## Referring expression grounding data
+++
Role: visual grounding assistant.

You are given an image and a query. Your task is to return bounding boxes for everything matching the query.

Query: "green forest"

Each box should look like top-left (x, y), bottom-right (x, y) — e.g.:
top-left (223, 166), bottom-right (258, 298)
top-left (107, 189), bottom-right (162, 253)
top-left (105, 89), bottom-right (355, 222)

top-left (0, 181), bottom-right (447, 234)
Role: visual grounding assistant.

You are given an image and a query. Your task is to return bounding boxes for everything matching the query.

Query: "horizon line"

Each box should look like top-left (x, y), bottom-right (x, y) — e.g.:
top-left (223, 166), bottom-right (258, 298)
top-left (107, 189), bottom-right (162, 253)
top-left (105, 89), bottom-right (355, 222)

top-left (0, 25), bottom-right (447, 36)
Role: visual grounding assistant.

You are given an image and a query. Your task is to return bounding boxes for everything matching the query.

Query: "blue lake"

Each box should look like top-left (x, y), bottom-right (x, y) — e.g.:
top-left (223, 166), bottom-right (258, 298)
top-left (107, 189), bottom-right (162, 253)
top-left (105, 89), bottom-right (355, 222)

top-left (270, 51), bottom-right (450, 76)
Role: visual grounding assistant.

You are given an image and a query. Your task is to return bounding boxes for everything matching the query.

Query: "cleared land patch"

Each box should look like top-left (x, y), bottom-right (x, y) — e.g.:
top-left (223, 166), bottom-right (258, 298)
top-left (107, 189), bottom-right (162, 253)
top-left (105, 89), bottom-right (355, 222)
+++
## What the task asks
Each line above must be retyped exactly.

## Result
Role: visual grounding assistant.

You are given an image and a query. Your task is to return bounding boxes for everything matching the query.

Query: "green forest"

Each box should look like top-left (x, y), bottom-right (x, y) — e.g.:
top-left (223, 166), bottom-right (258, 298)
top-left (107, 189), bottom-right (162, 253)
top-left (105, 89), bottom-right (355, 222)

top-left (0, 181), bottom-right (447, 234)
Role: visual grounding assistant.

You are given an image and a query. Your task is to return bounding boxes for everything matching the query.

Query: "horizon line"

Each box should look like top-left (x, y), bottom-right (x, y) — e.g.:
top-left (223, 166), bottom-right (258, 298)
top-left (107, 189), bottom-right (162, 253)
top-left (105, 89), bottom-right (355, 222)

top-left (0, 25), bottom-right (447, 36)
Role: visual grounding assistant.

You are given an image and a query. Your task is to return bounding boxes for everything matching the query.

Query: "blue lake"

Each box should look like top-left (x, y), bottom-right (x, y) — e.g.:
top-left (223, 166), bottom-right (258, 298)
top-left (107, 189), bottom-right (162, 253)
top-left (105, 89), bottom-right (355, 222)

top-left (270, 51), bottom-right (450, 76)
Role: visual grounding assistant.

You are given an image and a query. Your task is to return bounding boxes for everything matching the query.

Query: "cleared land patch"

Each box should look like top-left (x, y), bottom-right (x, y) — e.g.:
top-left (223, 166), bottom-right (258, 298)
top-left (107, 189), bottom-right (162, 253)
top-left (105, 89), bottom-right (355, 222)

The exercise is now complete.